## [Task to complete]
Would you please copy each line of the listing that mentions "black"?

## [Information supplied]
┌────────

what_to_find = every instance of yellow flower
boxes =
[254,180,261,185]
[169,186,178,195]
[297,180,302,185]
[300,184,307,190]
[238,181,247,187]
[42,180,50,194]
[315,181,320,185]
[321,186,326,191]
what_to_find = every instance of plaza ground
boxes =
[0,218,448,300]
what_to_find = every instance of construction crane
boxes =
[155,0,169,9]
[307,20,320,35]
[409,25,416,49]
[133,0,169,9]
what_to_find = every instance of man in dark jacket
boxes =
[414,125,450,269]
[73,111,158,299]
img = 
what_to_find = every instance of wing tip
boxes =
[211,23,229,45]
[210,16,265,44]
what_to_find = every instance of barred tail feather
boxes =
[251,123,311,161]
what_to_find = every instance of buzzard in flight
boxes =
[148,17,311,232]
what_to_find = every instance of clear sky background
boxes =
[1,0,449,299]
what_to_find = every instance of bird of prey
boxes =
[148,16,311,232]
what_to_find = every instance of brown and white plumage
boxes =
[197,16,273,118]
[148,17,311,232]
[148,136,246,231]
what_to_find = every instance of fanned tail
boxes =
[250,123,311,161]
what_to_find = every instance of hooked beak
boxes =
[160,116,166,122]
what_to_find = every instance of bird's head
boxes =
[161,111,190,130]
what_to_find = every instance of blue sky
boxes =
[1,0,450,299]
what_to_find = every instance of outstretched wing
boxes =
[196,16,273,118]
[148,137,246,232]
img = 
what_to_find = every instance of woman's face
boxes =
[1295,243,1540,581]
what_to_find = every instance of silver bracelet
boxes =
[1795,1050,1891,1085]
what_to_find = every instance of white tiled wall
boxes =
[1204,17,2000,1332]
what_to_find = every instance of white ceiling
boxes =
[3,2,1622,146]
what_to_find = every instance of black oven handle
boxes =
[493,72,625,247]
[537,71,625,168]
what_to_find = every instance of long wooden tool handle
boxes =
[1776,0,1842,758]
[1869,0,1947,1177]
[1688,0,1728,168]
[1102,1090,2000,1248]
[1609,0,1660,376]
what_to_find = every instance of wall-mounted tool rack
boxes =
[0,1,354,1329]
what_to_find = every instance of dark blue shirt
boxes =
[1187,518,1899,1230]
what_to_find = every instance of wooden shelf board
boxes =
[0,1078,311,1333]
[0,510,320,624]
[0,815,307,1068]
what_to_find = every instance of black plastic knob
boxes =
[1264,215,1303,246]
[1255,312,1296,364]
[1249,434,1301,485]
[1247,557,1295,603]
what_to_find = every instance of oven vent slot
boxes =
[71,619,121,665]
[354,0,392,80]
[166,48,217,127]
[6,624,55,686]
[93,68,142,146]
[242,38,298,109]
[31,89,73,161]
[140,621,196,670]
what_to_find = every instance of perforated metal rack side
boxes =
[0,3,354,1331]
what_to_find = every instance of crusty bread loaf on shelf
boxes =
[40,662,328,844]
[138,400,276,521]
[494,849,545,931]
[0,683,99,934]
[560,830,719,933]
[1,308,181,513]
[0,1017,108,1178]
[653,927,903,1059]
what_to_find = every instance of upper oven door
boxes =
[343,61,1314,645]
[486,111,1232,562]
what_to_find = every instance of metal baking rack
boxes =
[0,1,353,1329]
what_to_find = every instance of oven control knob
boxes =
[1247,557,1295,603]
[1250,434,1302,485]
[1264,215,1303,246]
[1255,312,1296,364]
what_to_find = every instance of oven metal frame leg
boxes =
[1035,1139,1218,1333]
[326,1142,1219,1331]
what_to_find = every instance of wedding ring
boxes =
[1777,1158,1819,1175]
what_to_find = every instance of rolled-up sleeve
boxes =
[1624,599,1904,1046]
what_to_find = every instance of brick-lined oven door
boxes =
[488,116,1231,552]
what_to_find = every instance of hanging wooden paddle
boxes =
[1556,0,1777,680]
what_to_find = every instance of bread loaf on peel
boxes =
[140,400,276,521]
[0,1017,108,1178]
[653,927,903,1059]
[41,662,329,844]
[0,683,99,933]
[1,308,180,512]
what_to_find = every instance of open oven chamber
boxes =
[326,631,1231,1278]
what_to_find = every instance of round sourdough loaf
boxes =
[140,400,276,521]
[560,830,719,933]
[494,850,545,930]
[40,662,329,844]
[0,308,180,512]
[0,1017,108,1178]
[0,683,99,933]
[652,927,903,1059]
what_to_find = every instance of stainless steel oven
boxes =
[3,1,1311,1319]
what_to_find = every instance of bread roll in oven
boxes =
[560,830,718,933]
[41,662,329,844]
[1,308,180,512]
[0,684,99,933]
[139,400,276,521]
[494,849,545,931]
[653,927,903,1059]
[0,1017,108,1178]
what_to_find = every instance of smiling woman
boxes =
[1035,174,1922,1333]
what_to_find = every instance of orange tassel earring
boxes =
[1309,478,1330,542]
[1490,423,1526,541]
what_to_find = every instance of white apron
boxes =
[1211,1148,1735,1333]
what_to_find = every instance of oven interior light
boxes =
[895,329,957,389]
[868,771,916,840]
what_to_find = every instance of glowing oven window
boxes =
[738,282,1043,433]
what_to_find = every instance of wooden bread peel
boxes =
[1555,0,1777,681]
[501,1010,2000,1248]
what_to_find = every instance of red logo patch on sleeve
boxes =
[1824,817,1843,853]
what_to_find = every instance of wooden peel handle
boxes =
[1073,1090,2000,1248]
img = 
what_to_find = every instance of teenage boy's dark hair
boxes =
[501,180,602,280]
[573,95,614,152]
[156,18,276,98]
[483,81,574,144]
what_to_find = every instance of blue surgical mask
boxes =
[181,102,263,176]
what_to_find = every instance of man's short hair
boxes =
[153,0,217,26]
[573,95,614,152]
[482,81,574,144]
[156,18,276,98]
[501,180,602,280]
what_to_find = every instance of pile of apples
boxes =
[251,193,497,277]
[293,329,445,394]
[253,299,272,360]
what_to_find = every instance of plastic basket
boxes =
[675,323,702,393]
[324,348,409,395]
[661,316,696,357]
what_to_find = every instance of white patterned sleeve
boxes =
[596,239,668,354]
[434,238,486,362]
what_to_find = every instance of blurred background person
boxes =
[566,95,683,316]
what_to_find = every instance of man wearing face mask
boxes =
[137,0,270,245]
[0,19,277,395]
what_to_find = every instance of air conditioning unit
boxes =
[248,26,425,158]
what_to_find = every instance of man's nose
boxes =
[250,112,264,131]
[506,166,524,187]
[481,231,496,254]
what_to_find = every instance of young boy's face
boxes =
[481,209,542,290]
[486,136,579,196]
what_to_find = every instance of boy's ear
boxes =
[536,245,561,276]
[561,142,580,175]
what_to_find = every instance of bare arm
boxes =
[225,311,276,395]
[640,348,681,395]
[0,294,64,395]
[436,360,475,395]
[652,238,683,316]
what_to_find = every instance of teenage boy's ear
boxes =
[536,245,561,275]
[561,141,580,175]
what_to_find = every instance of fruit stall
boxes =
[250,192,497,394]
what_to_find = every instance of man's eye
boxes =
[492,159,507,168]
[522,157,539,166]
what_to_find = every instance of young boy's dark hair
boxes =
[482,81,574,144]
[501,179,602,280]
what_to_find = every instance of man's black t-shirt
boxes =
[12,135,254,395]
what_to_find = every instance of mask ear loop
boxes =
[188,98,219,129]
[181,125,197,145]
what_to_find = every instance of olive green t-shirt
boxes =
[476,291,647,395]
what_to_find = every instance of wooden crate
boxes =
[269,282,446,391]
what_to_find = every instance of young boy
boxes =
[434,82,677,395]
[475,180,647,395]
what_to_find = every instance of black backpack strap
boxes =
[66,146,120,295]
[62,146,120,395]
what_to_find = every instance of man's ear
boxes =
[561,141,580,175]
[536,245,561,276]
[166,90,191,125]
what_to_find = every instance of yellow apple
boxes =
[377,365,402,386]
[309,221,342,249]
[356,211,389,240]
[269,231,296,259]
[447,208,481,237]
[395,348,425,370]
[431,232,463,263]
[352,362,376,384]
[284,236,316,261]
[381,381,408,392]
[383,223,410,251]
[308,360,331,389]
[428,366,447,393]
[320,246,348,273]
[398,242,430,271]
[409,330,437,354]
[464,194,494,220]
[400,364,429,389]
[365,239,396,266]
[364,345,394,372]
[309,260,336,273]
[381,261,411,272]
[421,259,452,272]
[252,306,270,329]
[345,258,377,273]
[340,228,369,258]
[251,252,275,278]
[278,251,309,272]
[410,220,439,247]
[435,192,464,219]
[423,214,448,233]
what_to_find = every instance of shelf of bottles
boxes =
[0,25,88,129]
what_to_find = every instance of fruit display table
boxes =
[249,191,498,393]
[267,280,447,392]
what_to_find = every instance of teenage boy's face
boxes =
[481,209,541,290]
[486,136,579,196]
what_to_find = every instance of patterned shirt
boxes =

└────────

## [Written solution]
what_to_find = every instance of black oven handle
what_to_find = every instance of black plastic knob
what_to_find = every instance of man's black t-shirt
what_to_find = every instance of black backpack strap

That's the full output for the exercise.